### Text excerpt

METCALF IN MESMERIZING RETURN AT STEPPENWOLF
PicksInSix® Review | Ed Tracy

Samuel D. Hunter’s brilliant new play “Little Bear Ridge Road” now enjoying an extended world premiere run at Steppenwolf’s Downstairs Theater might not have ever happened if Tony Award winning director Joe Mantello and iconic Steppenwolf Ensemble member Laurie Metcalf had not approached Hunter to develop a project for Metcalf.  

That was a little more than a year ago and the resulting work traces the reemerging relationship between Metcalf’s irascible character Sarah and her gay nephew Ethan (Micah Stock), the last surviving members of the Fernsby family who are navigating the aftermath of the death of Ethan’s estranged father. Ethan has arrived on Sarah’s doorstep near Moscow, Idaho with little more than a writing degree and the wherewithal to rent a hotel room for a few days let alone the weeks he would need to settle his father’s estate. Sarah lives a private, secluded life alone on Little Bear Ridge Road, her 40 year nursing career shrinking to three shifts a week and is not at all excited that Ethan may now be her house guest for an undetermined period of time.

Things move quickly in conversations between the two, exposing Sarah’s unbridled opinions and hilariously mundane lifestyle, Ethan’s conflicted relationship with his father in the years prior to his death and his own disheveled personal life and uncertain future. The combination of Metcalf and Stock, with Mantello’s expertly paced direction, allow the series of crisp early scenes of Hunter’s script to seamlessly define both characters.  As time passes, Ethan ventures out to a bar and hooks up with James (a rock solid performance by John Drea), who sees some potential in a relationship, but wants to slow things down at first. As that relationship takes shape, James finds himself in a revealing conversation with Sarah. Details about Sarah’s health challenges emerge, which have the two-fold effect of bringing the two men closer together and shifting the dynamics of the drama in Sarah’s direction.

### Raw data
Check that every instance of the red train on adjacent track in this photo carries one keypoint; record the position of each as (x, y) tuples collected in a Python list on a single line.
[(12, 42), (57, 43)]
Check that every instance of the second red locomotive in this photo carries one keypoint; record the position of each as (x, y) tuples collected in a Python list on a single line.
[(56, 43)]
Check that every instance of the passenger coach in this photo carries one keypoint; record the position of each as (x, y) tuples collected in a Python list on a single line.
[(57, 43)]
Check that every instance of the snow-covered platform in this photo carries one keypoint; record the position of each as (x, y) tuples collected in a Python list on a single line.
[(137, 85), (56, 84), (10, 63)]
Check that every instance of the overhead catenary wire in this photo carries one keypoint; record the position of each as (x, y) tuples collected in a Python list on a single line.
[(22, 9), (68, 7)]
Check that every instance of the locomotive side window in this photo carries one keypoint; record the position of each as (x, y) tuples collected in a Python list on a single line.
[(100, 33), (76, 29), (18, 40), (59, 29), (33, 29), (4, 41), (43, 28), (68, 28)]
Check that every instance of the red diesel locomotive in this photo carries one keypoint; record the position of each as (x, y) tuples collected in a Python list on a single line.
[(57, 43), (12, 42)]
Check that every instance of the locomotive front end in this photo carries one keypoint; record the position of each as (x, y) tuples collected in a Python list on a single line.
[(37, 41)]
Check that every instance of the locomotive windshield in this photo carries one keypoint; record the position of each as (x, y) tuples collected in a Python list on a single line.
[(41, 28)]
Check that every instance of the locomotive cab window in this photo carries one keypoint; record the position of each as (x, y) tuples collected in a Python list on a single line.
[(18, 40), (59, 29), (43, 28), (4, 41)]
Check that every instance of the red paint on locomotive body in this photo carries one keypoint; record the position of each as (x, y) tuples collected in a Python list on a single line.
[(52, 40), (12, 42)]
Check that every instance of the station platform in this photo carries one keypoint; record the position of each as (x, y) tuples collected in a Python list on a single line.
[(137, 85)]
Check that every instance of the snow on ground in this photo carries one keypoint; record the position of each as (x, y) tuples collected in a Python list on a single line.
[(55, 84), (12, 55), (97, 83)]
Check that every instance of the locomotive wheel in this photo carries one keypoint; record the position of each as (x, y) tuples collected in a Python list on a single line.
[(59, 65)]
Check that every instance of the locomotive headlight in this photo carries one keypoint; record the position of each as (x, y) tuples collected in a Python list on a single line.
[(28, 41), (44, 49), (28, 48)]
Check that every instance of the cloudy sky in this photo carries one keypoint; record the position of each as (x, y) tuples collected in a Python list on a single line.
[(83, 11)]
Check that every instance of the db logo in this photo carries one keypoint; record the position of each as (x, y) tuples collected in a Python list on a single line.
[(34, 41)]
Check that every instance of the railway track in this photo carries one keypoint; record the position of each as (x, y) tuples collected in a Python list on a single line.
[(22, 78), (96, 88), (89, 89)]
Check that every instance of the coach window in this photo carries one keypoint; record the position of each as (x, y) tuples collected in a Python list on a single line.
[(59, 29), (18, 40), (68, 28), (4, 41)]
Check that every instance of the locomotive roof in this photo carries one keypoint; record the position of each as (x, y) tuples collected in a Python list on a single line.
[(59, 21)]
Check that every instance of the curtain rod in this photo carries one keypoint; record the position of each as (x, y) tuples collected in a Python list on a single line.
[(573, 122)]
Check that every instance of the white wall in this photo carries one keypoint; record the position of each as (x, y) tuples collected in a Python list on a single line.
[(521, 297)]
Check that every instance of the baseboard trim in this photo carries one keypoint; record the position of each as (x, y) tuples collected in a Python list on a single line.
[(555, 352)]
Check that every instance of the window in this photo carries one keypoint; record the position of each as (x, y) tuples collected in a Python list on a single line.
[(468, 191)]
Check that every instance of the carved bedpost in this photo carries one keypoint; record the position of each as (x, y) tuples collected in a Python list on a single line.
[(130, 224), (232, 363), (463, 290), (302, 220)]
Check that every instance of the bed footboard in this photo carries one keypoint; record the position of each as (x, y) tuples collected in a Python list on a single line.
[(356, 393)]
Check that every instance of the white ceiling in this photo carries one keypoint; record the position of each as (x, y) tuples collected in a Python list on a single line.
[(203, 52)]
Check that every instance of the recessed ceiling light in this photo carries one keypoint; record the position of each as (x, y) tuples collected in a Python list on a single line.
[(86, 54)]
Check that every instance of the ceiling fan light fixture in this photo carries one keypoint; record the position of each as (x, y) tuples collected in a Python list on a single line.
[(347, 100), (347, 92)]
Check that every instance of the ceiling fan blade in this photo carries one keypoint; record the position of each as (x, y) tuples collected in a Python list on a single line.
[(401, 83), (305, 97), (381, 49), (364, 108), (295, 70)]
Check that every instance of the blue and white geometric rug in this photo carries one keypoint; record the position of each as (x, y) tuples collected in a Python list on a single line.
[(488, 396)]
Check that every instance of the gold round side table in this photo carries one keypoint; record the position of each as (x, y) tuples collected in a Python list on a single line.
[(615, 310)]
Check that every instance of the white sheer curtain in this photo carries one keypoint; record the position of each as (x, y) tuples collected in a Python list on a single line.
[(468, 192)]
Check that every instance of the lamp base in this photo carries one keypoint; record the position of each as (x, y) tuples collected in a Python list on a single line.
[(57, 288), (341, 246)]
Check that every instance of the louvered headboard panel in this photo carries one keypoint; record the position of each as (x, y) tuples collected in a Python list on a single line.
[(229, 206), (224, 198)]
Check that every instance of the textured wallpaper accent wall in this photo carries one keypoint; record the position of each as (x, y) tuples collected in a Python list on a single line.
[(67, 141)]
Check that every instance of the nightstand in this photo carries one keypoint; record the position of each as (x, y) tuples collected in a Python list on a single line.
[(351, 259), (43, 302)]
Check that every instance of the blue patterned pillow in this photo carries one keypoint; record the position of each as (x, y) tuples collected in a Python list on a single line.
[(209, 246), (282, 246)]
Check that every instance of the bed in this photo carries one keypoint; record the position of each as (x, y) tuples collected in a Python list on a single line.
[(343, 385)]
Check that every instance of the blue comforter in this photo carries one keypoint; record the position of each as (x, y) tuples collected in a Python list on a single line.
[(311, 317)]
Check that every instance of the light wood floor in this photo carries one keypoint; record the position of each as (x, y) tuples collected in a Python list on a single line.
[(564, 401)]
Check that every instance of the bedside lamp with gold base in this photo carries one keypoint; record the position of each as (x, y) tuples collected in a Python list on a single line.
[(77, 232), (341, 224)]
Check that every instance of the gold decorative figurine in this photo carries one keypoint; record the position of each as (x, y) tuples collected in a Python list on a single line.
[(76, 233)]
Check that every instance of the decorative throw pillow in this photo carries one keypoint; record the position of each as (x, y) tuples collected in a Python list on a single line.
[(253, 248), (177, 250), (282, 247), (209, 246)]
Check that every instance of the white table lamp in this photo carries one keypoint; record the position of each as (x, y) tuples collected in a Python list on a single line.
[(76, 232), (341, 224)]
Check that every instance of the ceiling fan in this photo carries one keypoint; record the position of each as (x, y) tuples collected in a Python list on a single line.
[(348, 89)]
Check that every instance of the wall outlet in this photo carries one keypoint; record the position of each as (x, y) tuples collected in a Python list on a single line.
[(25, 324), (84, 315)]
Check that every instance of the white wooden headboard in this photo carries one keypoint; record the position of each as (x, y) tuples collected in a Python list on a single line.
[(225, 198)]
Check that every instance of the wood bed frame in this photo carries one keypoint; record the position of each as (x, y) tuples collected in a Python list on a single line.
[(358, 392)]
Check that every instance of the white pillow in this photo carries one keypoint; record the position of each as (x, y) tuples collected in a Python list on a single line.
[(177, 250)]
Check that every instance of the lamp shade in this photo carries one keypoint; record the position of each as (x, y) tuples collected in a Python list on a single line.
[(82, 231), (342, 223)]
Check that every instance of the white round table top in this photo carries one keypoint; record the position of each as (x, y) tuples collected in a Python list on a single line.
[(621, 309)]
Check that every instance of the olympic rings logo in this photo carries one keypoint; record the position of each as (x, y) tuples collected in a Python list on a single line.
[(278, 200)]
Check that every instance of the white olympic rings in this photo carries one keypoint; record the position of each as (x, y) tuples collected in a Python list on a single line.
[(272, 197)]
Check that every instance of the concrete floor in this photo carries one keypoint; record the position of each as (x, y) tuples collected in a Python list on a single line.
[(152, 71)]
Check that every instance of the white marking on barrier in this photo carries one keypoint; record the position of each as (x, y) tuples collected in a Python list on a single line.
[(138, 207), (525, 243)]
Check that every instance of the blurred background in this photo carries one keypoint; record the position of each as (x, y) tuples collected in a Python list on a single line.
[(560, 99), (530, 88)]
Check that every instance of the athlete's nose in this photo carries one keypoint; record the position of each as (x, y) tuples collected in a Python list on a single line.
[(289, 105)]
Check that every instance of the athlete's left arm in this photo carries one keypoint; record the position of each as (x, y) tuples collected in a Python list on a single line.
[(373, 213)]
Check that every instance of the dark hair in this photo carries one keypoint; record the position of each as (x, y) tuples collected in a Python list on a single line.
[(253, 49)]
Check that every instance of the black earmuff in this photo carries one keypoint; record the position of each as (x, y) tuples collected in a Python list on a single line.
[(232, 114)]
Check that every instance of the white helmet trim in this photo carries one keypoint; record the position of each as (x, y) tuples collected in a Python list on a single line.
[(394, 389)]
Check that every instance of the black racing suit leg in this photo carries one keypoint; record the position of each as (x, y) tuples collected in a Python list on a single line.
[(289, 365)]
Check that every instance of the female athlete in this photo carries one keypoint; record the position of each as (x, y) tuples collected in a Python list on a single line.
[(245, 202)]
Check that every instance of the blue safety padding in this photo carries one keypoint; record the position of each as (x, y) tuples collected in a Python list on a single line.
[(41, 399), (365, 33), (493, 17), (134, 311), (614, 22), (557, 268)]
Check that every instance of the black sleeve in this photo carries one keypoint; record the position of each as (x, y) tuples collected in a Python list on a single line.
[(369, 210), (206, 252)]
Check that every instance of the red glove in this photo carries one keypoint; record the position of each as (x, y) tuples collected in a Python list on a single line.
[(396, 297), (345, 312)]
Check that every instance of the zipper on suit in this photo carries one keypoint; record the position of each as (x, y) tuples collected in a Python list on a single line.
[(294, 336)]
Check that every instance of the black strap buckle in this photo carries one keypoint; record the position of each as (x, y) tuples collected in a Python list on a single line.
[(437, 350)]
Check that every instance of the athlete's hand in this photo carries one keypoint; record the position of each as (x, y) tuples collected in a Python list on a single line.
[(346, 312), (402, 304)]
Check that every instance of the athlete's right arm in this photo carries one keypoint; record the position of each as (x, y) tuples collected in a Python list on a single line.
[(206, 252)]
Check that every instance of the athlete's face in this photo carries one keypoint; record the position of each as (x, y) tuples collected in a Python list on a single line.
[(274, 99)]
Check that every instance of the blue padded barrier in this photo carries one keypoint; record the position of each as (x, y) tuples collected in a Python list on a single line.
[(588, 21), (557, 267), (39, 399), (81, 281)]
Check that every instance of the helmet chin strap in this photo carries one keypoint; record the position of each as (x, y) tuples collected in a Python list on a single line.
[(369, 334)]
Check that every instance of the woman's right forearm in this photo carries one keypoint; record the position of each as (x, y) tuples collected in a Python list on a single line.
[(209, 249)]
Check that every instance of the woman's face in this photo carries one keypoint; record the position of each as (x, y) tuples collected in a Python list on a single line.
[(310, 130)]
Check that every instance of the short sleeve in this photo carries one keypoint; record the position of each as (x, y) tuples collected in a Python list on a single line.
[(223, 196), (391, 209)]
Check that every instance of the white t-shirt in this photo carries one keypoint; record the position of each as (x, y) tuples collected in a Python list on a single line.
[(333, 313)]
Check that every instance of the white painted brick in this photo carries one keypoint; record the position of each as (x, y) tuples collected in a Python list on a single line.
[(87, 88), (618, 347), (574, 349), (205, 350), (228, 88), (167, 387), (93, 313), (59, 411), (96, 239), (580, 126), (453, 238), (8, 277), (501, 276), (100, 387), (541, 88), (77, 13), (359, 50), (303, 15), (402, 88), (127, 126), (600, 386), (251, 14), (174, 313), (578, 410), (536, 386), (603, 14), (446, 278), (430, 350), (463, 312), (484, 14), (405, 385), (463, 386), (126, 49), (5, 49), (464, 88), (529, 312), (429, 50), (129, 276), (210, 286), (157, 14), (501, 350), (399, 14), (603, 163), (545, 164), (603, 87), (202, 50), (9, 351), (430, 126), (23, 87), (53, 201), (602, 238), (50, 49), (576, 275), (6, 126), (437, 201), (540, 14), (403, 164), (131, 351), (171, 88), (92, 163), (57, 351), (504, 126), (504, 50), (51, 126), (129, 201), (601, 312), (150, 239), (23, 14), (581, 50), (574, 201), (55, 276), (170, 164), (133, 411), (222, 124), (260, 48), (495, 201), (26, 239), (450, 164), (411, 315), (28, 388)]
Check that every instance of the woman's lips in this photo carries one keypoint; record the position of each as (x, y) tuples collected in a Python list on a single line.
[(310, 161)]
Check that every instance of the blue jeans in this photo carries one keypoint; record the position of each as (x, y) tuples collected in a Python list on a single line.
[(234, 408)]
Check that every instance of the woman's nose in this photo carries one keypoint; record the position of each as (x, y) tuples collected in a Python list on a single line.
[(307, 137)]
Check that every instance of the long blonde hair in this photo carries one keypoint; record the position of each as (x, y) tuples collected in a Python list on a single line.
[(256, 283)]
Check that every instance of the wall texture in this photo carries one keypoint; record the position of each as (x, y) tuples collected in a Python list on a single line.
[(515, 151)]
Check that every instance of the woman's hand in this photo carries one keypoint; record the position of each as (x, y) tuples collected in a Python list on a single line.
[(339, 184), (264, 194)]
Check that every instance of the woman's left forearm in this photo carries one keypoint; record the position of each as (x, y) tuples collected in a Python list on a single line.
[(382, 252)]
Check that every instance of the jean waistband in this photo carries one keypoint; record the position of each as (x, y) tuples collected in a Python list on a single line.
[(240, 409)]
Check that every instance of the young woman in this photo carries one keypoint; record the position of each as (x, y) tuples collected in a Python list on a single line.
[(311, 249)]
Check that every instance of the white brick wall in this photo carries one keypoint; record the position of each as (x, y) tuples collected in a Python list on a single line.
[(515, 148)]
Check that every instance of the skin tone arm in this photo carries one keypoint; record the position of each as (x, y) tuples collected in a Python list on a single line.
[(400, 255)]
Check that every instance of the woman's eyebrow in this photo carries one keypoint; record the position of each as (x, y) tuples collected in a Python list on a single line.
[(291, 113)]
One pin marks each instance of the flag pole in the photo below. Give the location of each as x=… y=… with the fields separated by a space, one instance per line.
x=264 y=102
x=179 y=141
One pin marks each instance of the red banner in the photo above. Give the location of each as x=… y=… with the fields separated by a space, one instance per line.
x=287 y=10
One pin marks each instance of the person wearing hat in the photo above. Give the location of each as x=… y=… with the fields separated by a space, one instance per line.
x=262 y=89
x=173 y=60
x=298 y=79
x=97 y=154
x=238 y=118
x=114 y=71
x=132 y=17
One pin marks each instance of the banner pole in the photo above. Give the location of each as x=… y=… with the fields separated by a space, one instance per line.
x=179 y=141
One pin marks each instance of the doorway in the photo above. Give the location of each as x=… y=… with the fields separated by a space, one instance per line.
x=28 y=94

### Problems
A: Please translate this sentence from the theater review into Spanish: "As that relationship takes shape, James finds himself in a revealing conversation with Sarah."
B: Write out a passage of the theater review word for word, beginning at the words "METCALF IN MESMERIZING" and stopping after "project for Metcalf.".

### Outputs
A: A medida que esa relación toma forma, James se encuentra en una conversación reveladora con Sarah.

B:
METCALF IN MESMERIZING RETURN AT STEPPENWOLF
PicksInSix® Review | Ed Tracy

Samuel D. Hunter’s brilliant new play “Little Bear Ridge Road” now enjoying an extended world premiere run at Steppenwolf’s Downstairs Theater might not have ever happened if Tony Award winning director Joe Mantello and iconic Steppenwolf Ensemble member Laurie Metcalf had not approached Hunter to develop a project for Metcalf.